Title: CMM Center for Mathematical Modeling

Speaker: Prof. Alejandro Jofré (Director, CMM, U. de Chile)

Venue: JK Lab (room 125 Science Centre North)

In this talk I describe CMM's activities on fundamental research and applications to four main topics: Mining, optimal allocation of natural resources, BioMathematics, Bigdata in Astronomy, Marketing and mining.



Time: 14:00 -- 15:00

Title: Optimization and Energy

Speaker: Prof. Alejandro Jofré (Director, CMM, U. de Chile)

Venue: ALE 232 (room EP232 Science Centre North)


In this talk we introduce an optimization/game-theory model to describe an energy-producer market working on a network (transmission). We characterize a Nash equilibrium and pricing rules in this stochastic setting, as well as some stability properties.

Title:    Vortex and mass dynamics over surfaces, Maxwell laws & the axioms of mechanics

Speaker:         Stefanella Boatto
Universidade Federal do Rio de Janeiro (Brazil)
& INRIA-CetraleSupélec (France)

Date:        Wednesday, 11th October 2017

Time:        3pm

Location:     Room 1.25, O'Brien Centre for Science (North)

In the basic courses of mechanics a first approach to the central forces and, in particular, to the gravitational force, is made through Newton's laws and the expression of the Newtonian gravitational force

F=G m1 m2 / r^2.
It is well to remember that the 1 / r^2 dependence on the expression of force is a due contribution to Hooke's experiences in (see, among others, Arnold's book "Huygens and Barrow, Newton and Hooke"). In this approach the gravitational potential U(r) (F(x)=-\nabla_x U) is derived from the knowledge of the force.

How to find the expression of gravitational force when studying the mass dynamics in other geometries? For example on surfaces?

We have the problem of not being able to perform two-dimensional experiments to measure the force between two bodies and therefore we must find the answer to the following:

How to define a central force in an arbitrary geometry?
Given the distribution of matter on a given surface what is the fundamental equation for deducing the corresponding gravitational potential?
We propose a formulation of the dynamics directly in the intrinsic geometry of the surface and that uses fundamental solutions of the equation of the gravitational field. We show how the equations of gravitational dynamics are closely linked to those of electric charges and to the dynamics of point vortices.

Furthermore, we shall show how known laws, such as Kepler's laws and some mechanics axioms (Newton's Laws), may depend on the geometry of the space, i.e. they are not universal properties.

In collaboration with David Dritschel (Univ. of St-Andrews, Scotland), Rodrigo Schaefer (IM, UFRJ/UPC, Barcelone, Catalunya, Spain).


Title: Assimilating Four Decades of Observations

Speaker:   Eoin Whelan (Met Éireann)

Date:  Thursday 19th October 2017

Time:  12pm

Location:  Room 1.25, O'Brien Centre for Science (North)


Reanalysis is a technique used to reconstruct past climate using a state of the art Numerical Weather Prediction system.

Met Éireann has recently completed a high-resolution reanalysis of Ireland's climate, called MÉRA. This reanalysis assimilated in-situ observations over the period 1981-2015 using three-dimensional variational data assimilation  (3D-Var).

An overview of 3D-Var and validation results from MÉRA are presented.

Title:        Modeling Natural Hazards – Requirements and Selected Approaches

Speaker:     Jörn Behrens (Universität Hamburg)

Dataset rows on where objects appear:
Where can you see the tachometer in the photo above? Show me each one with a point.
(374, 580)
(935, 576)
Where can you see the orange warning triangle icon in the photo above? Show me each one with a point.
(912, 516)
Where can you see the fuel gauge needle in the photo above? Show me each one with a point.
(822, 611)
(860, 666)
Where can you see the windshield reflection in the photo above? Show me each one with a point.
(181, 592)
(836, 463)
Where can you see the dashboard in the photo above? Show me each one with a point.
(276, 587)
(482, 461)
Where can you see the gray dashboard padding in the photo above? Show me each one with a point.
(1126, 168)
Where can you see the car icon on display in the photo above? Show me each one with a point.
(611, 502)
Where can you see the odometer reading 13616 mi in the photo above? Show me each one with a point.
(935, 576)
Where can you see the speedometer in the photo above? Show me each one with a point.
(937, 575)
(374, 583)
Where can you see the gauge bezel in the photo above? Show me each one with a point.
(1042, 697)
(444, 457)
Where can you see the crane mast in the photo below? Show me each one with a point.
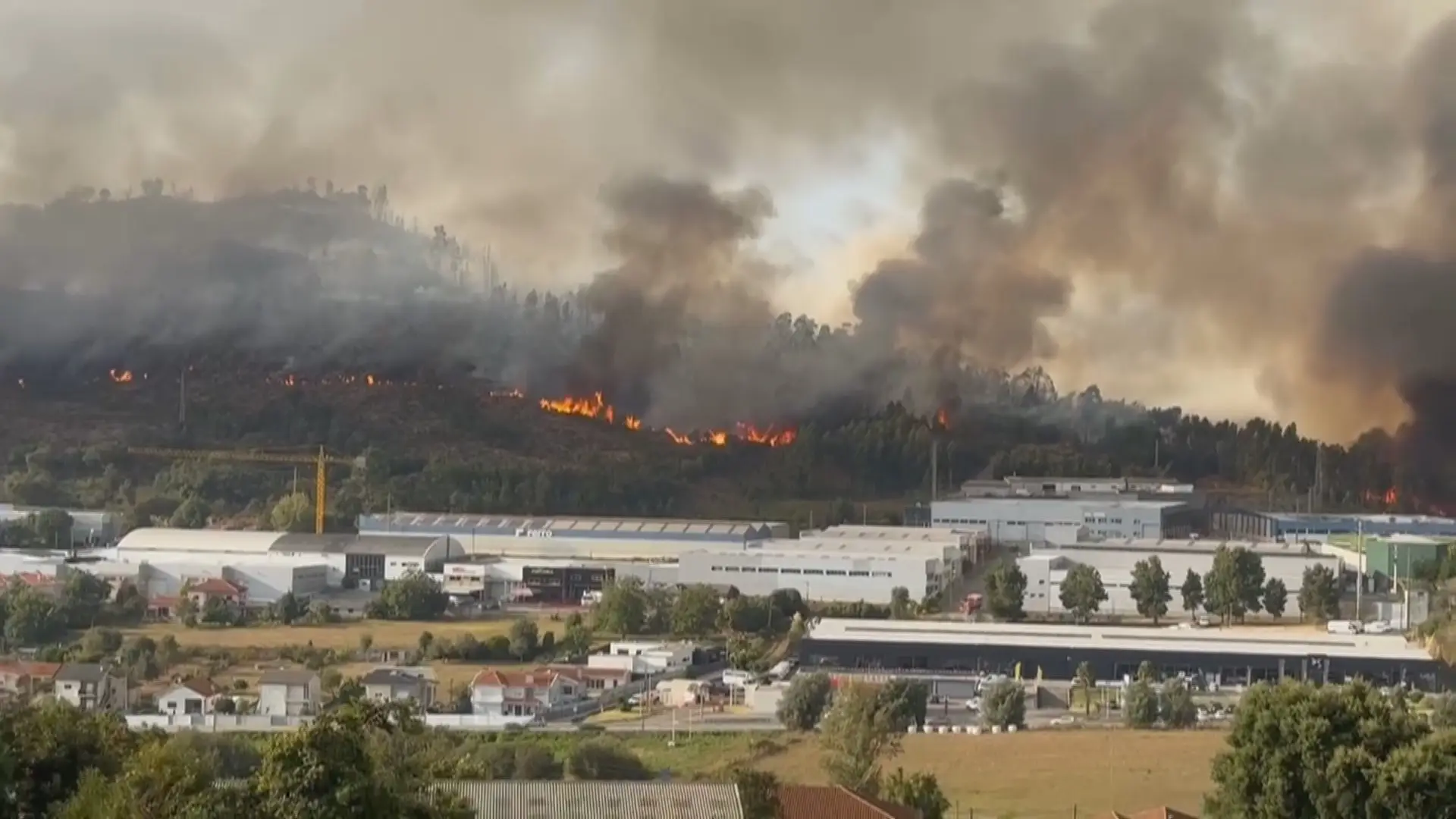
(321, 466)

### EXERCISE TASK A
Using the seminar listings above, answer each of these:
(i) In which venue is the talk titled "Optimization and Energy" held?
(ii) Over what period did MÉRA assimilate in-situ observations?
(iii) At what time does Stefanella Boatto's talk begin?
### EXERCISE TASK B
Pick up the seminar listings after the final line shown and keep writing in the same format.

### EXERCISE RESPONSE A
(i) ALE 232 (room EP232 Science Centre North)
(ii) 1981-2015
(iii) 3pm

### EXERCISE RESPONSE B
Date:        Wednesday, 25th October 2017

Time:        3pm

Location:     Room 1.25, O'Brien Centre for Science (North)

Several extreme natural disasters in recent years - to mention the 2004 Sumatra-Andaman and 2011 Tohoku Tsunami events, 2005 Hurricane Katrina, 2013 Taifun Haiyan, 2010 Eyjafjallajökull Volcano eruption - reminded the world of the vulnerability of modern societies and highly populated areas. In order to save life and property, early warning and preparedness is essential, which in turn requires fast and accurate simulation results for forecasting and scenario simulations. This presentation discusses requirements in such operations from a mathematical and computational point of view. One major concern is the multi-scale character of many such problem settings. Solution approaches to the requirements of multi-scale representation, accuracy, efficiency and visualization are presented. We try to extract overarching computational strategies for disaster mitigation.

Title:    Overview of the Marine Institute's Ocean Modelling Activities

Speaker:         Tomasz Dabrowski (Marine Institute)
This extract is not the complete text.